__Records in a dataset__:
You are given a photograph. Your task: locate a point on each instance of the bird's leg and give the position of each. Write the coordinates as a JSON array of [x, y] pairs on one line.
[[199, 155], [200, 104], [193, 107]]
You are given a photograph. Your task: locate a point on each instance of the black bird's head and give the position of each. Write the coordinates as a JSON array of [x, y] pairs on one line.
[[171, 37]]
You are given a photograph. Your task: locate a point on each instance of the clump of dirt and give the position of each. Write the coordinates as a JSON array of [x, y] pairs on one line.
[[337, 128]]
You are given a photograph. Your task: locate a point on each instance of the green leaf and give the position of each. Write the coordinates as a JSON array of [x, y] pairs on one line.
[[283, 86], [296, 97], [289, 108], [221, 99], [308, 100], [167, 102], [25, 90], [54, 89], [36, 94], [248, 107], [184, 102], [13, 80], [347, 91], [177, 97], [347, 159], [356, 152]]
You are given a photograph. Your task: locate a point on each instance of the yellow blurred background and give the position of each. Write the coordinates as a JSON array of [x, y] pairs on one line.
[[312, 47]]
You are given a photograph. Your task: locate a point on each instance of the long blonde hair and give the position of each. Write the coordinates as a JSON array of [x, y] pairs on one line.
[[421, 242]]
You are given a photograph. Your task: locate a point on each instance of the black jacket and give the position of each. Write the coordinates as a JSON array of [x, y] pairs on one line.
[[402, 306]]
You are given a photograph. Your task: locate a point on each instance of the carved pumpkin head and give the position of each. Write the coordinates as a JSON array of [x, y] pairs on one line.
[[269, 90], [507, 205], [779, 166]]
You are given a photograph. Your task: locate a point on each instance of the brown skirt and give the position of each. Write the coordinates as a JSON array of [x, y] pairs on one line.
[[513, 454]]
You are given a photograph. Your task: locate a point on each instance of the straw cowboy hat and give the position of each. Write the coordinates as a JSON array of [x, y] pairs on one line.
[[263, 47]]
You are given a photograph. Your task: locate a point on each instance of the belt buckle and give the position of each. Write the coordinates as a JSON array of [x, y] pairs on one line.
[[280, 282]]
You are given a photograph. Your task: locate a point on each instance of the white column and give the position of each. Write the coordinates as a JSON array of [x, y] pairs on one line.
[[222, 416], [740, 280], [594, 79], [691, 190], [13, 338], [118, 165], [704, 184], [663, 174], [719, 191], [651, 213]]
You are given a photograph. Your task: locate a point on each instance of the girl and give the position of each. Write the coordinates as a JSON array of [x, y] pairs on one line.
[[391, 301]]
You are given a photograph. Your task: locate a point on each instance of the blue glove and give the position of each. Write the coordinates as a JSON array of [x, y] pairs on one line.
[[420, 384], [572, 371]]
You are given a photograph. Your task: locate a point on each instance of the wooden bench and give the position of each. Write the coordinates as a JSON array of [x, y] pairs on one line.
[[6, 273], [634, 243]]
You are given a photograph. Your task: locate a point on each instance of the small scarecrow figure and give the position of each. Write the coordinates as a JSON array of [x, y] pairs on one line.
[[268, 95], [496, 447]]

__GOAL__: In the records above, take the part that opens at the start of the records and closes with the line containing "[[421, 242]]". Write that part out again, substituting "mark" for "locate" and leaving everything else unchanged.

__THE COMPLETED TASK__:
You are given a photograph. Your task: mark a point on each instance of the bird's leg and give the position of each. Write the coordinates as a JSON array of [x, y] pairs on one line.
[[199, 155], [200, 104], [193, 107]]
You are given a photograph. Your task: mark a point on each instance of the black bird's head and give the position of each. Write the coordinates as a JSON array of [x, y] pairs on one line.
[[171, 37]]
You are given a photograph. Your task: mark a point on each instance of the clump of dirt and give the position of each. Write the coordinates as a JSON array of [x, y] pairs on one line.
[[337, 128]]
You are given a photograph. Your task: mark a point on each instance of the green leaf and give the position of each. Write the coordinates as a JSON array of [x, y] pairs on one line.
[[283, 86], [296, 97], [289, 108], [221, 99], [308, 100], [167, 102], [25, 90], [54, 89], [36, 94], [248, 107], [184, 102], [13, 80], [347, 91], [177, 97], [347, 159], [356, 152]]
You are given a photograph. Your task: mark a point on each instance of the yellow blurred background and give the position of each. Write the coordinates as a JSON array of [x, y] pairs on one line.
[[312, 47]]
You are given a photograph. Your task: mark a point on each instance of the long blonde hair and give the position of each. Write the coordinates as a JSON array of [x, y] pairs on one line.
[[421, 242]]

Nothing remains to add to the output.